▸ **WRITTEN INSTRUCTION**:
Copy the rows below word for word, from the line holding "Where can the red" through the last row, both ends included.

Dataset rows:
begin

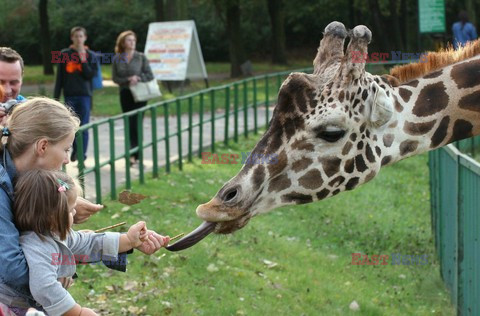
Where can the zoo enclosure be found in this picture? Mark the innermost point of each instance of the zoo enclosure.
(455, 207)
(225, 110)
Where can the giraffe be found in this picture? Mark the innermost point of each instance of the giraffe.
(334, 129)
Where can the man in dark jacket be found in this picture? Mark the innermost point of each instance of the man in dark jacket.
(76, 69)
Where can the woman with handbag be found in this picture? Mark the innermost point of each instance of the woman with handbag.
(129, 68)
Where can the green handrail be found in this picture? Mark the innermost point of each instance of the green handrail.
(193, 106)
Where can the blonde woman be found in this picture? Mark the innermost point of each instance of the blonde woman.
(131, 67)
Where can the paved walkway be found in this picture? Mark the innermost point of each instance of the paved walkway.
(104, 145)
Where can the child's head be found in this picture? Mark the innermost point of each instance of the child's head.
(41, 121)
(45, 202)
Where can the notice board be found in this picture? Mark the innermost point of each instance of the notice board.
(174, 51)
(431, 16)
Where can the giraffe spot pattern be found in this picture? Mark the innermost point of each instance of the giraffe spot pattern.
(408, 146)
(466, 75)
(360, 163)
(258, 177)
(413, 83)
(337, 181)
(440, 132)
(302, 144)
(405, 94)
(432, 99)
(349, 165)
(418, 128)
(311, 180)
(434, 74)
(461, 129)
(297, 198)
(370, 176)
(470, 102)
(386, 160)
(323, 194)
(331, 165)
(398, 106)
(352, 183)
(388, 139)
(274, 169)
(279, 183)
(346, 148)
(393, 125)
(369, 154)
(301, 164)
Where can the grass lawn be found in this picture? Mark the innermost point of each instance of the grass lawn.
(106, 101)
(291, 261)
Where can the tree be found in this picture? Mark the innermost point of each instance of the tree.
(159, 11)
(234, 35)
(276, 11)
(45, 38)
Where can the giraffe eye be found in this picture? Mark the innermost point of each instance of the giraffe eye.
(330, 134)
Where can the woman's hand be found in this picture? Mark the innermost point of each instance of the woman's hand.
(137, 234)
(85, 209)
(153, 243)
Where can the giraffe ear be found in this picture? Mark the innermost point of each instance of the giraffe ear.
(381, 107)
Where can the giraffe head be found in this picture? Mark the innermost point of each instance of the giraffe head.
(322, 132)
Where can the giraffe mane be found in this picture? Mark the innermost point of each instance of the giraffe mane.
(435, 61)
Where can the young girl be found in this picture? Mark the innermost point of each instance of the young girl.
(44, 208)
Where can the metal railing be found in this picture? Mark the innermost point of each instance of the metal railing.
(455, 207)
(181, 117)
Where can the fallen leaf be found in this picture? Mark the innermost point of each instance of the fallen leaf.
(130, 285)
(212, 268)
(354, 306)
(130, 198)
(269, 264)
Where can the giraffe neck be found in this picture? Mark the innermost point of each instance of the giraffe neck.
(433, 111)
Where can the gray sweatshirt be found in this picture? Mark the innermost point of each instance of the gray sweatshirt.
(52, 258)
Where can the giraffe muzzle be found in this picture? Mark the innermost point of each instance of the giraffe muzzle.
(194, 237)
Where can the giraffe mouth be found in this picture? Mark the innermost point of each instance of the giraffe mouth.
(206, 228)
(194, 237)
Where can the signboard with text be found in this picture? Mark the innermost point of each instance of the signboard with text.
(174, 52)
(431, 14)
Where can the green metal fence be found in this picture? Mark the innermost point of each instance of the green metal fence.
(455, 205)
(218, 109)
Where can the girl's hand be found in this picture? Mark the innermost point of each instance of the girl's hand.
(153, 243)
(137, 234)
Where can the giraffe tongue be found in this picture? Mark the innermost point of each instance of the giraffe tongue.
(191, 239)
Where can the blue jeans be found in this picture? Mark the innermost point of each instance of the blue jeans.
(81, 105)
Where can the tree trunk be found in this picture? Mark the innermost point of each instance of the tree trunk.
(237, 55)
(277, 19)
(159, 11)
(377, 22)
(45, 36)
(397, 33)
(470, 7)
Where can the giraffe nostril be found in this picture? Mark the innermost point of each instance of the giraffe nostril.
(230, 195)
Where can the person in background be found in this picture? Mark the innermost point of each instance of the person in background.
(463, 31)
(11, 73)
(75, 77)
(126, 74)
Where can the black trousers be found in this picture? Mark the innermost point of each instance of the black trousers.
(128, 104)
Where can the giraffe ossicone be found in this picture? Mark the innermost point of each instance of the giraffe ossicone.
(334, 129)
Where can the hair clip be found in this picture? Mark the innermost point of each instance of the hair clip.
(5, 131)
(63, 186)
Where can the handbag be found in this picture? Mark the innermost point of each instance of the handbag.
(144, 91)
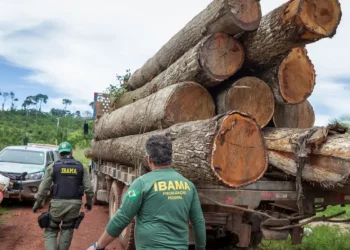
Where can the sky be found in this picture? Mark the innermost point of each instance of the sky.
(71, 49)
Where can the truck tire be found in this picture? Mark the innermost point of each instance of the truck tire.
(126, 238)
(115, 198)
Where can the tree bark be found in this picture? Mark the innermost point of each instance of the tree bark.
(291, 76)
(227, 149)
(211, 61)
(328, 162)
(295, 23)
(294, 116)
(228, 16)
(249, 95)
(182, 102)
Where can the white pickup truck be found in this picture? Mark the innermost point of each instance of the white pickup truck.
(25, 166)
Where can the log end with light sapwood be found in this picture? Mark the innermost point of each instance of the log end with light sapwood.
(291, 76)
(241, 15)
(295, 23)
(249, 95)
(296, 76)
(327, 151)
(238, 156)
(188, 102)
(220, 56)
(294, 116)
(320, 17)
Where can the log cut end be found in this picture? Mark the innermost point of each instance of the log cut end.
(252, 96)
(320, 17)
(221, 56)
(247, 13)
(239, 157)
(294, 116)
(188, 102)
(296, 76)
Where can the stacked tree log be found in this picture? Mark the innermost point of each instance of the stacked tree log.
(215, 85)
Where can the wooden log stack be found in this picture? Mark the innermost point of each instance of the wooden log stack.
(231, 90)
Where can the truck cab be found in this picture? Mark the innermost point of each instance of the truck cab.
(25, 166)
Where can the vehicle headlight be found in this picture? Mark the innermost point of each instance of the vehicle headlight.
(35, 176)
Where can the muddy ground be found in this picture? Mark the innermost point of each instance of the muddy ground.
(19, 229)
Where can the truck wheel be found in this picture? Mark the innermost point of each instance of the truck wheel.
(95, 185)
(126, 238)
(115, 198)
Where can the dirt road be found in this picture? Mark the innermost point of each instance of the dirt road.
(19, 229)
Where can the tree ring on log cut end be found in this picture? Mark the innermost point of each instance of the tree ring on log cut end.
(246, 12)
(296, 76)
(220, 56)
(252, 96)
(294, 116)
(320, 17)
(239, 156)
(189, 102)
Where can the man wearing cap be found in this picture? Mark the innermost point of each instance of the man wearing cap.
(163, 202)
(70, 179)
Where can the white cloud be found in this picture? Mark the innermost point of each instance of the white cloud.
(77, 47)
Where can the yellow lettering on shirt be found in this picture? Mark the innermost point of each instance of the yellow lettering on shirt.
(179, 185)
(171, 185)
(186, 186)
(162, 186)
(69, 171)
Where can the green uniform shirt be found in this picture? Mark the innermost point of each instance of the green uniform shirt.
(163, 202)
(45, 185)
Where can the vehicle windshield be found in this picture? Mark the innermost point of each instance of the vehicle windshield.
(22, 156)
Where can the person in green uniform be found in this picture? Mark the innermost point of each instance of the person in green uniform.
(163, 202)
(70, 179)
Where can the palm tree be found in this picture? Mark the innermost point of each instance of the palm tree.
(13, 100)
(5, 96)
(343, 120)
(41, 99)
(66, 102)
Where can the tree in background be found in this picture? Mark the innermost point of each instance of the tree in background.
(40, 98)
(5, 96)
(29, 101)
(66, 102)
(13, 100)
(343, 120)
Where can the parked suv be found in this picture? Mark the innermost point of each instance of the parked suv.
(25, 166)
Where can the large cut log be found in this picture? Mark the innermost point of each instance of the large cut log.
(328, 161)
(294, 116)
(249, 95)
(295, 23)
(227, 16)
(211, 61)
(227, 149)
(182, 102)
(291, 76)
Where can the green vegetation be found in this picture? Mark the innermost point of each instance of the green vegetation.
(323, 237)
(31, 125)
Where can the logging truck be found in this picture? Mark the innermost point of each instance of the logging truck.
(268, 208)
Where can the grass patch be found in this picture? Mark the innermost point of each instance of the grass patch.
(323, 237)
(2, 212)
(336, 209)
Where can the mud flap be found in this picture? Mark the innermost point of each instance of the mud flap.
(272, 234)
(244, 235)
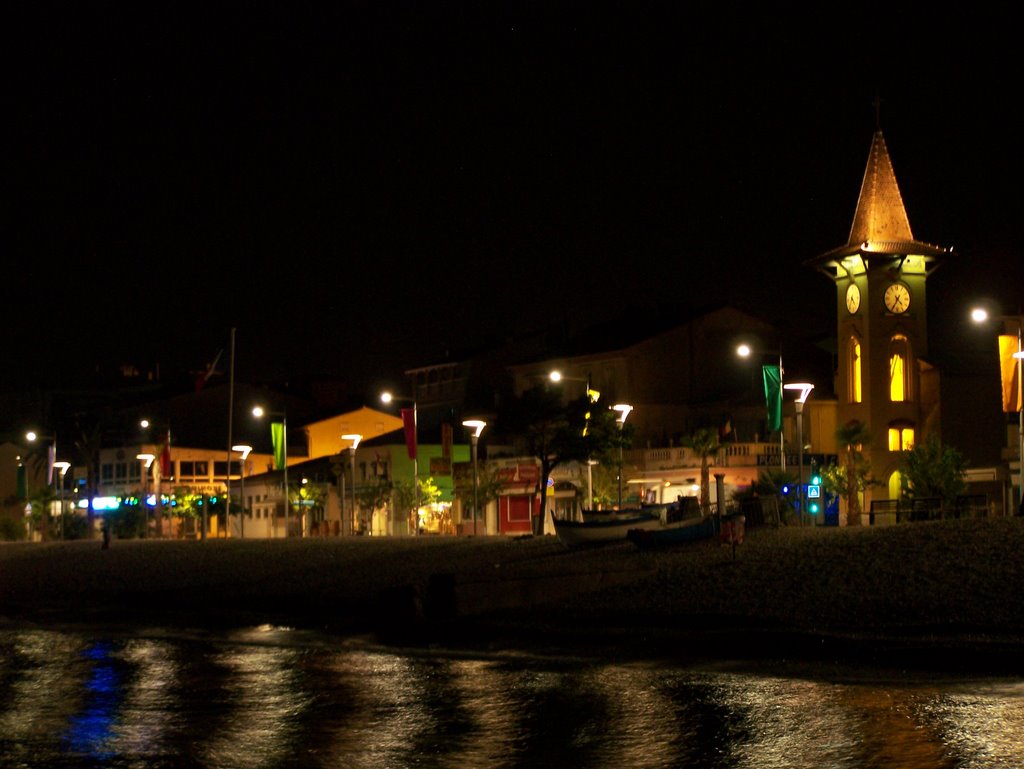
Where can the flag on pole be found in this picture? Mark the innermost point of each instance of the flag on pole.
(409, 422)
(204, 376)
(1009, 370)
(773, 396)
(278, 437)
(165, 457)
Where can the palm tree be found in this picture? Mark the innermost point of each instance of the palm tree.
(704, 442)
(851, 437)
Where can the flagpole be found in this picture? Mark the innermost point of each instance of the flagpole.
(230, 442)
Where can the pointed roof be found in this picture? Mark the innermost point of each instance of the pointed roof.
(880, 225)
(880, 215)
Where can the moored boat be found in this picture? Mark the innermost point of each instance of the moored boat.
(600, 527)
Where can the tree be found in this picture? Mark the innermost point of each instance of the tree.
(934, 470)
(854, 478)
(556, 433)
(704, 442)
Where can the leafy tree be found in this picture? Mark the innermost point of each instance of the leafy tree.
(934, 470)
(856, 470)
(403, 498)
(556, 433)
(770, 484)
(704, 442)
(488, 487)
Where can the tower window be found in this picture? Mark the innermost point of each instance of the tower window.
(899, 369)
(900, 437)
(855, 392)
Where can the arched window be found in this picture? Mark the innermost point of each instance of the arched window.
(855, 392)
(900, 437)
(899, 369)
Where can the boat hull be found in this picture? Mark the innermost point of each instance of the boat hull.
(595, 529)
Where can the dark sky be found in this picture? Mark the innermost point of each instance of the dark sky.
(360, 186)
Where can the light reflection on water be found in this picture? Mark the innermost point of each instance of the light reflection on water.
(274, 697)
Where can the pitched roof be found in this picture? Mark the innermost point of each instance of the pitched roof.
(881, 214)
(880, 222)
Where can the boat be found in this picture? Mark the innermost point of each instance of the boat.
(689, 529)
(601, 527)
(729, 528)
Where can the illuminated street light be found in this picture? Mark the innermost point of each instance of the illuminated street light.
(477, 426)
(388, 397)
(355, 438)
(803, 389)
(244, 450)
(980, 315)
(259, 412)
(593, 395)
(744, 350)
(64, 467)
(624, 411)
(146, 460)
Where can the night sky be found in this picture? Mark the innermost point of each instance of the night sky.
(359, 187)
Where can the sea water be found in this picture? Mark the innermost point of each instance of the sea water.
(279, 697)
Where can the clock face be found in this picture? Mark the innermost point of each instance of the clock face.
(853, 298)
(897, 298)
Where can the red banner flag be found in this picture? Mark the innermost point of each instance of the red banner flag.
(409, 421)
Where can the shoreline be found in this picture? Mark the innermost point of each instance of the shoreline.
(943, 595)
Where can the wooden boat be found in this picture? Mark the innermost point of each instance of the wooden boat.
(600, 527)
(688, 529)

end

▸ **REPLY**:
Where can the red banner flag be found in this picture? Mark the innermost point of each instance of the red banner flag.
(409, 421)
Where can the shoreline be found in this picture? Mark the innermost point of each instance of the shoreline.
(943, 595)
Where can the wooden boat be found in this picture? Mark the innermost point of each instance of the wooden boat.
(600, 527)
(688, 529)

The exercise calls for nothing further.